(Required work) Go through the material below and copy each line exactly.

—————

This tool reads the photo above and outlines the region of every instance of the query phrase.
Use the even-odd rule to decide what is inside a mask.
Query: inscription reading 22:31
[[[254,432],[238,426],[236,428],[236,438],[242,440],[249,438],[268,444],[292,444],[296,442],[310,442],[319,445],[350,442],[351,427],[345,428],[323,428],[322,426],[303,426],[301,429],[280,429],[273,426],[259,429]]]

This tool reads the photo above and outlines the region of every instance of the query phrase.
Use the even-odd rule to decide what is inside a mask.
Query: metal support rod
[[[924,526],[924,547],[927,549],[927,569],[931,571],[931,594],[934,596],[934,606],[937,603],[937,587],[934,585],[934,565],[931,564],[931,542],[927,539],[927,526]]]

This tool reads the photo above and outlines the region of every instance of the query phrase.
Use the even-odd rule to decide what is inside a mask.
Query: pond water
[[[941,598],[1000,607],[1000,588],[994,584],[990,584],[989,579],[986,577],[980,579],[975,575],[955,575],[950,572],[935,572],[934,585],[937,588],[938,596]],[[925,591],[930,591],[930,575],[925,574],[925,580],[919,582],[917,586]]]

—————

(Output of the task)
This tool reads the photo above and outlines the region of every instance of the query phrase.
Use the even-odd rule to decide what is inside a mask.
Query: inscription reading 22:31
[[[254,432],[238,426],[236,428],[236,438],[242,440],[249,438],[268,444],[292,444],[296,442],[310,442],[319,445],[350,442],[351,427],[345,428],[323,428],[322,426],[303,426],[301,429],[280,429],[273,426],[259,429]]]

This tool reads the photo above and outlines the region of every instance of the query phrase.
Use the even-odd rule to decide what is inside a mask.
Query: metal support rod
[[[924,526],[924,547],[927,549],[927,569],[931,571],[931,594],[934,596],[934,606],[937,603],[937,587],[934,585],[934,565],[931,564],[931,542],[927,539],[927,526]]]

This tool reads the photo above and outlines the region of every instance of the query phrase.
Use the even-odd rule to decide what is inside a mask.
Query: pond water
[[[941,598],[1000,607],[1000,588],[994,584],[990,584],[989,579],[986,577],[980,579],[975,575],[955,575],[950,572],[935,572],[934,585],[937,588],[938,596]],[[925,591],[930,591],[930,575],[925,574],[925,580],[919,582],[917,586]]]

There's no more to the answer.